■ **TASK REQUIREMENTS**: Quote all lines below exactly. Images stay out.

* Begin SOURCE MATERIAL *

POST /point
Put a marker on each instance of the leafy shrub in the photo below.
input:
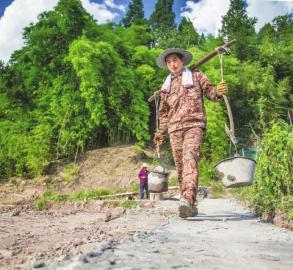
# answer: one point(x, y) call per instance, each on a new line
point(273, 186)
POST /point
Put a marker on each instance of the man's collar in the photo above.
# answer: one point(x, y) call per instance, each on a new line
point(179, 74)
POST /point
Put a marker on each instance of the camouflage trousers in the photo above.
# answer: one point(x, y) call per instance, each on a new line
point(185, 146)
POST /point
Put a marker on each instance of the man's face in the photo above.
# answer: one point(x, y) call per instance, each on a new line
point(174, 63)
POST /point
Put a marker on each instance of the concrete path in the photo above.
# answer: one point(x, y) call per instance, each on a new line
point(223, 236)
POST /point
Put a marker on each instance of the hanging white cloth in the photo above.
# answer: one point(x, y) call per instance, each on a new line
point(187, 80)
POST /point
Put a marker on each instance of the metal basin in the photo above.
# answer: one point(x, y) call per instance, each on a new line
point(236, 171)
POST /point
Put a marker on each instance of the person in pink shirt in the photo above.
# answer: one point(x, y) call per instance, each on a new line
point(143, 181)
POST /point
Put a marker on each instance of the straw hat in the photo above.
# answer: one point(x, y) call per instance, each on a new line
point(161, 59)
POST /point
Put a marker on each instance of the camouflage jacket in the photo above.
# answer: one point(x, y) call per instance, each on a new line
point(181, 107)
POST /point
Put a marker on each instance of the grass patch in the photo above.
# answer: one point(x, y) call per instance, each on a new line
point(92, 194)
point(70, 173)
point(173, 181)
point(128, 203)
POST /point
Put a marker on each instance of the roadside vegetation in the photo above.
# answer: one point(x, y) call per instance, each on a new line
point(78, 85)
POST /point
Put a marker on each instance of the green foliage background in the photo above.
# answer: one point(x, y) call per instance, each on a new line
point(76, 85)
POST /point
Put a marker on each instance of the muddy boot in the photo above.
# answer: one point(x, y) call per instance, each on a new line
point(186, 209)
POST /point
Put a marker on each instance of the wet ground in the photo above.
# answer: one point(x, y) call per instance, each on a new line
point(223, 236)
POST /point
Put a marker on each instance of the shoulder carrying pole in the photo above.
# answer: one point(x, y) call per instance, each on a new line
point(219, 50)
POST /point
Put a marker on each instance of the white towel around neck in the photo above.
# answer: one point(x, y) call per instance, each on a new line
point(187, 80)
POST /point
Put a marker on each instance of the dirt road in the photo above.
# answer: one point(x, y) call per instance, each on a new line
point(223, 236)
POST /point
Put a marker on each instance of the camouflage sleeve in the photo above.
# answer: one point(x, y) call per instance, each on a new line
point(163, 115)
point(208, 89)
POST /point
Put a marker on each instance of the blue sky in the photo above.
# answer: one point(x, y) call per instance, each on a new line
point(149, 6)
point(206, 15)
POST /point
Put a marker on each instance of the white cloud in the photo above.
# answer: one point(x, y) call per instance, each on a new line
point(266, 10)
point(206, 15)
point(111, 4)
point(22, 12)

* End SOURCE MATERIAL *

■ **TASK RESPONSE**:
POST /point
Put a marker on each instance of the leafy shrub in the photo below.
input:
# answer: one point(x, y) call per instance, each on a new line
point(273, 186)
POST /point
Put a marker on each instance of the man's collar in the photo above.
# answer: one point(x, y) call per instance, each on a new line
point(179, 74)
POST /point
Put a marker on each instance of the camouflage trousers in the photo above.
# answer: one point(x, y) call per instance, each on a new line
point(185, 146)
POST /point
Put a marker on each instance of the man's face in the photo above.
# answer: one point(x, y) call per instance, each on a new line
point(174, 63)
POST /point
Put a marker on each instance of the concrete path in the photo above.
# answer: one point(x, y) call per instance, each on a new line
point(223, 236)
POST /point
Put a marker on each instance of the hanging white cloth in the photo above.
# answer: one point(x, y) call per instance, each on a new line
point(187, 80)
POST /point
Put a marker on each instance of the metal basin in the photo above.
# answer: one point(x, y) call per instance, each on a new line
point(236, 171)
POST /point
Put a marker on each instance of the person in pink shirt in the photo above.
# answer: one point(x, y) call per instance, each on a new line
point(143, 181)
POST /point
Put a marker on each instance of the straw hat in the photo above.
# answer: one point(x, y) call per instance, each on a new line
point(161, 59)
POST /point
Put a marker on each instance of the camouflage jacket in the photo above.
# answer: one point(x, y) call per instance, each on a new line
point(181, 107)
POST /point
Put a marker on each instance of the grass patch in the photo above.
# answer: one point(x, y) call per instance, each on a new line
point(92, 194)
point(70, 173)
point(173, 181)
point(128, 203)
POST /point
Put a marker on each instance of the roadside vegetation in the photo above.
# answer: one point(x, y) call per instance, each on a new line
point(78, 85)
POST /point
Put a marker on each instance of the green foliage background in the photo above.
# answer: one point(x, y) call per instance, each on a new line
point(76, 85)
POST /point
Put a marker on each instance of the muddy boot in the photo above.
# answer: one point(x, y) call per instance, each on a new line
point(186, 209)
POST /point
Put a marker on each instance of the wet ground in the photo above.
# answer: one point(x, y) call per instance, each on a new line
point(223, 236)
POST /point
Put a marker on each instance of the shoulder carrying pole in the photo above.
# answer: one point(x, y) call per instance, each on a new line
point(219, 50)
POST /point
Put a marker on each instance of the white towel around neck in the photo above.
# answer: one point(x, y) call per instance, each on a new line
point(187, 80)
POST /point
Put a marker on each instance of the dirt road in the photo above.
# answer: one point(x, y) call per instance, each on a new line
point(223, 236)
POST /point
Put a marker on each instance of the camouflage sleeve in the photo above.
# answer: one point(x, y) call per instance, each on a new line
point(163, 115)
point(208, 89)
POST /point
Put a marker on each instance of the blue sky in the photo above.
# answer: one point(x, y) call per instance, each on a new line
point(149, 6)
point(206, 15)
POST /point
Put a marker on each instance of the white cloud in the photo above.
# answer: one point(x, y) call per instance, each on a new line
point(266, 10)
point(206, 15)
point(111, 4)
point(22, 12)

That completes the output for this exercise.